>> start Provided records
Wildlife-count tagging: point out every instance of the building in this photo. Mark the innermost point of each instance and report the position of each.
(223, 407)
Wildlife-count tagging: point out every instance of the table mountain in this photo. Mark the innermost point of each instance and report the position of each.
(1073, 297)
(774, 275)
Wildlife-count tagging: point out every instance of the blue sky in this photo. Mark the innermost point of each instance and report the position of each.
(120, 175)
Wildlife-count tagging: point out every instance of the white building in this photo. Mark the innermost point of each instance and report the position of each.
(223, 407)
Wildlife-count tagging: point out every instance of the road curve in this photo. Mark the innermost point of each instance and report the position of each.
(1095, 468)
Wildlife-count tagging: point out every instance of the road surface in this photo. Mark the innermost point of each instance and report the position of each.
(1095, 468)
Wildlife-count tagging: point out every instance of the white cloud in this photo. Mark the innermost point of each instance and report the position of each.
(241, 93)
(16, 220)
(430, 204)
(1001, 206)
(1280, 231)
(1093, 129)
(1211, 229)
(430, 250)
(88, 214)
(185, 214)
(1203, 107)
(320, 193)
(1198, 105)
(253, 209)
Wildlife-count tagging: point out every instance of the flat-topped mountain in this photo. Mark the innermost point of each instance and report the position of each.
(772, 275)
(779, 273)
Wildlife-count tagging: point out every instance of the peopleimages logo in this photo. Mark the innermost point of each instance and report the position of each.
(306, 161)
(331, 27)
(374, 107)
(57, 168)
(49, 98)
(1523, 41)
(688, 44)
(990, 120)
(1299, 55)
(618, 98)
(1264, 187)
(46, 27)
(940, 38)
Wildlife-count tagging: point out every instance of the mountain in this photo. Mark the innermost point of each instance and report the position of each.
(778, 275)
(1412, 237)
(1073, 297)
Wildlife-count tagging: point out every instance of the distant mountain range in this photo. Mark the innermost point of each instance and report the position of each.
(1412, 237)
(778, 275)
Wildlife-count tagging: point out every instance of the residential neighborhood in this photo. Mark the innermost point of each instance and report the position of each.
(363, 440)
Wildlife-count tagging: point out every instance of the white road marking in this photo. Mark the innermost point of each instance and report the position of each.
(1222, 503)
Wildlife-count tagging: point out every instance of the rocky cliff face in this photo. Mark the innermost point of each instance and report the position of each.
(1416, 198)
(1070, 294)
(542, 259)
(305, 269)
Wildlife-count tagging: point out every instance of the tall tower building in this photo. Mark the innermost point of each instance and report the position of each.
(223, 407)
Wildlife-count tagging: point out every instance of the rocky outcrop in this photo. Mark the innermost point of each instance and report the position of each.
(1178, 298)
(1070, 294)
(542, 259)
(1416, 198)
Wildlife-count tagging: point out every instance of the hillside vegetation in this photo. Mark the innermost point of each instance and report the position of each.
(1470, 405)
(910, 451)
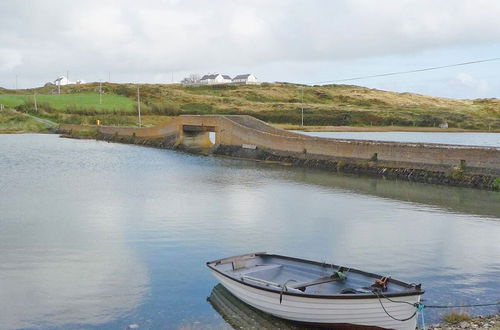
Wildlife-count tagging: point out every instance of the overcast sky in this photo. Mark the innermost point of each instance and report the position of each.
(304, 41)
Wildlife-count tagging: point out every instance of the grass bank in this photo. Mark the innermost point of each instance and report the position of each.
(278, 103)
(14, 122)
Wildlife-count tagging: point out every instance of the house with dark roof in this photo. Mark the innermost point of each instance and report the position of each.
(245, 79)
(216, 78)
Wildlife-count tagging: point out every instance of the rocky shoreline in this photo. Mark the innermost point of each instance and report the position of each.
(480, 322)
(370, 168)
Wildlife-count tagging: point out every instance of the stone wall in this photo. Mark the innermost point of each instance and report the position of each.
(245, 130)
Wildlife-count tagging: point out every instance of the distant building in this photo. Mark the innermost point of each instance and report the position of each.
>> end Provided records
= To be done =
Transcribe every line from the records above without alteration, and leave out the images.

= Response to the exercise =
Wildlife-count tagging: point out every instance of the building in this photo. Mark the innermost point of each instance and report the position of each.
(223, 407)
Wildlife-count tagging: point out every instance of the table mountain in this photo. Mark the innermost point of each instance and report the position of each.
(1073, 297)
(774, 275)
Wildlife-count tagging: point out every instance of the blue sky in this photo. Mark the innermost point of each instance and report the position of each.
(120, 175)
Wildlife-count tagging: point out every instance of the white building in this photo. Mark the innermost point of each instance and report the position of each.
(223, 407)
Wildlife-count tagging: point out every instance of the road curve in this photo. Mark the innermost point of each instance and report the position of each.
(1095, 468)
Wildlife-count tagging: point out every instance of the road surface in this photo. Mark the innermost point of each instance and report the position of each.
(1095, 468)
Wildlife-count tagging: point out every instance of the white cloud in this photo. Mark the innermost point of each instance and report the position of each.
(241, 93)
(16, 220)
(430, 204)
(1001, 206)
(1280, 231)
(1093, 129)
(1211, 229)
(430, 250)
(88, 214)
(185, 214)
(1203, 107)
(320, 193)
(1198, 105)
(253, 209)
Wildlife-count tagging: point out every instance of the flat-topped mountain in this photo. Mark the innermost point of each instance and report the position of each.
(772, 275)
(779, 273)
Wildlife-count tagging: point out every instance of the peopleimages logo in this photo. Mark the innermost point of each instance and report the position of each.
(306, 161)
(331, 27)
(374, 107)
(57, 168)
(49, 98)
(1523, 41)
(688, 44)
(990, 120)
(1299, 55)
(618, 98)
(1264, 187)
(46, 27)
(940, 38)
Wildlife-count tagging: point out every instance of the mountain in this photo. Mark the innermost point of each instance and report the position of each.
(778, 275)
(1412, 237)
(1073, 297)
Wildlife-count tagging: point out every instance of the distant mountain range in this photo. Mark the innermost point of each instance and report the position of each.
(1412, 237)
(778, 275)
Wildlife-count tagging: point out every instance of the residential neighborhood in this photo. Mark the innermost point of each instance and report the position of each.
(363, 440)
Wildlife-count tagging: point out every instance of the white road marking in this photo. Mark the innermost point of each instance and report the position of each.
(1222, 503)
Wildlife-count tagging: point out every instance of the rocky cliff face in this photo. Mark the innermost point of each instance and report the position of each.
(1416, 198)
(1070, 294)
(542, 259)
(305, 269)
Wildlife-count tagging: point out every instance of the tall tower building in this photo. Mark the innermost point of each instance and report the position of each.
(223, 407)
Wildlife-count tagging: point out every instance of the rocky outcrop in this photo. Mark the innermost point of each instance and report the position of each.
(1178, 298)
(1070, 294)
(542, 259)
(1416, 198)
Wildlife-count tagging: point out every instance of the hillside vegetation in this photo. Mark the innermost point of each instance and report the position of each.
(1470, 405)
(910, 451)
Wildlife-count tagging: point out every instance of the overcast sky in this photo. Mark the innermost point of each instance and report the position of each.
(304, 41)
Wildlife-count tagging: point out every instance of the grass bank in this photo. Mark the innermost point of each instance and report the position of each.
(278, 103)
(14, 122)
Wildlife-count tagging: point out every instance of the house with dark roof in this photo. Mark the innermost point of each instance and report the position of each.
(245, 79)
(216, 78)
Wildlife-count tagging: point out every instance of the rocky shoreline in this photo. Mark the innermost point of each instance and report the position of each.
(480, 322)
(370, 168)
Wildlife-count tagging: point out every instance of the stone wall in this photo. Mark the innermost point of each instance and report the position of each.
(245, 130)
Wildlife-count tagging: point out every instance of the distant building in this photo. Mark the innermost point of each instance and report the position of each.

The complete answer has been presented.